• [WHAT IS REQUIRED]:
Set down each record below precisely, skipping the pictures.

• [GIVEN INFORMATION]:
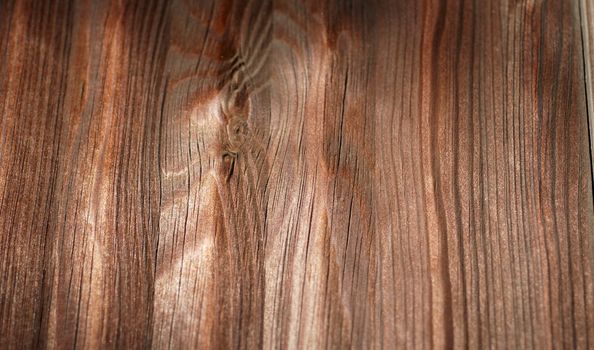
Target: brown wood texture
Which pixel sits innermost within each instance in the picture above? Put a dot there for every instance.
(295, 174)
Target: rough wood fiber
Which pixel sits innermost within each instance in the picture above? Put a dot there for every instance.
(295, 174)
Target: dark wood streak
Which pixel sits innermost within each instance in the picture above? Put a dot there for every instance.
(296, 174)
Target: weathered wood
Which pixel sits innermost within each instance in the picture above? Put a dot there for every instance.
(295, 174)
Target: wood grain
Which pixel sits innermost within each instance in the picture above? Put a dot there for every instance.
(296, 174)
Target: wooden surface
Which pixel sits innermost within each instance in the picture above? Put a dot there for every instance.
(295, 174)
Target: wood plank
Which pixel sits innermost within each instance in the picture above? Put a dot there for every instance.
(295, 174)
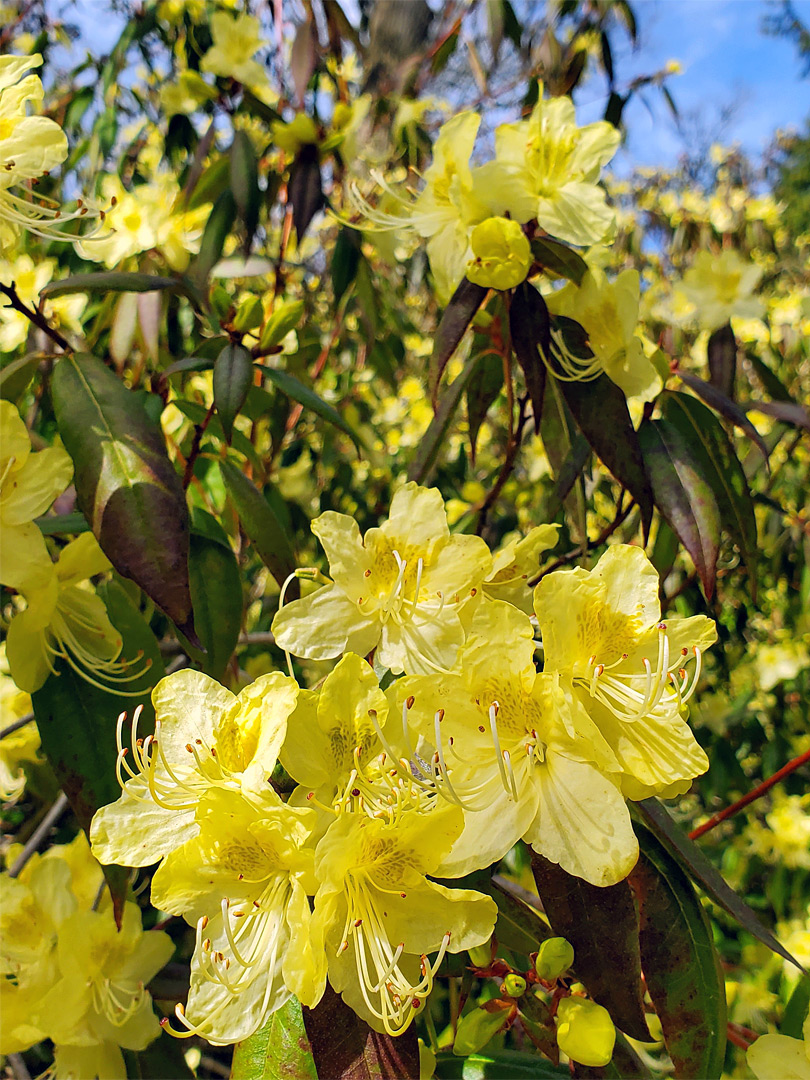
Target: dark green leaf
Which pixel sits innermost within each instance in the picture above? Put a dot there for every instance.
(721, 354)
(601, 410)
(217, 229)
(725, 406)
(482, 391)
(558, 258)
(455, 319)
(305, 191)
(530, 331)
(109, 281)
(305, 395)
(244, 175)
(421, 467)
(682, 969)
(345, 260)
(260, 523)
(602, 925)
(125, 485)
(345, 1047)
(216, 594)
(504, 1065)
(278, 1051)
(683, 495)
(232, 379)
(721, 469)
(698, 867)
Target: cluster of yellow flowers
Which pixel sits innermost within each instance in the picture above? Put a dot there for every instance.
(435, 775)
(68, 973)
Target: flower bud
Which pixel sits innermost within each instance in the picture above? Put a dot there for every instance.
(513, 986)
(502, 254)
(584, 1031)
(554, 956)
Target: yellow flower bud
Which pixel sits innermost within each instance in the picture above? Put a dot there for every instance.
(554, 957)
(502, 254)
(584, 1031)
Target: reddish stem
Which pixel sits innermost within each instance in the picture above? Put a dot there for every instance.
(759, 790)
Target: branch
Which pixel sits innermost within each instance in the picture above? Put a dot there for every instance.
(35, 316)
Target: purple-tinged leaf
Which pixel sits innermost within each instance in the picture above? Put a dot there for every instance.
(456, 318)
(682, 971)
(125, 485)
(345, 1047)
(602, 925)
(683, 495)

• [SOLUTION]:
Target: brown wood texture
Which pixel sits innermost within each instance in the picture above? Put a dot there for every instance.
(295, 174)
Target: rough wood fiber
Which pixel sits innermost within each instance in the picture above? Put a dot there for every instance.
(295, 174)
Target: dark wood streak
Which pixel sits innermost within each instance in the picture above? Put a dot there for every instance.
(296, 174)
Target: weathered wood
Which pixel sits innermost within each instance in the picture above? Put a dot there for every instance.
(295, 174)
Target: wood grain
Which pixel sits innermost within each instance in the picture above? Put a dot there for every instance.
(296, 174)
Target: wooden surface
Which pixel sits innermost within each instance in the picture above? Put a dot there for every instance.
(295, 174)
Target: wood plank
Which pixel sits innermost within each instance in the picture above? Put a dot there for every instance.
(295, 174)
Target: dark green leaf
Which pixel sits innermost within each instance in the picture above? Put a dot there for every instance.
(721, 354)
(601, 410)
(217, 229)
(725, 406)
(482, 391)
(558, 258)
(455, 319)
(305, 191)
(530, 331)
(109, 281)
(305, 395)
(244, 175)
(421, 467)
(682, 969)
(345, 260)
(260, 523)
(602, 925)
(125, 485)
(345, 1047)
(216, 594)
(504, 1065)
(278, 1051)
(683, 495)
(232, 379)
(721, 469)
(698, 867)
Target: cluster of yellow flowers
Which pixel sits innermost within each instance in the picture above? Put a dot there for every instance.
(435, 775)
(68, 973)
Target: flower bud
Which pixel sits innermost within each instance in the picture above? Put a dot there for every instance.
(513, 986)
(502, 254)
(584, 1031)
(554, 956)
Target: yellow flower bud
Which pixel sits innermost within each instance in the picture above? Put a dot there for every instance.
(554, 957)
(502, 254)
(584, 1031)
Target: reddish stem
Which pixel sits innermost within each instance in the picture above? Put a dot there for every instance.
(759, 790)
Target: branch
Which pixel sits innermost within each instance in the picture above? Put a dot there for every instance.
(35, 316)
Target: purple-tinged leaf
Which pixel sits innermost within each instance in the picture above? Put a dot there for every instance.
(456, 318)
(682, 971)
(125, 485)
(345, 1047)
(602, 925)
(683, 495)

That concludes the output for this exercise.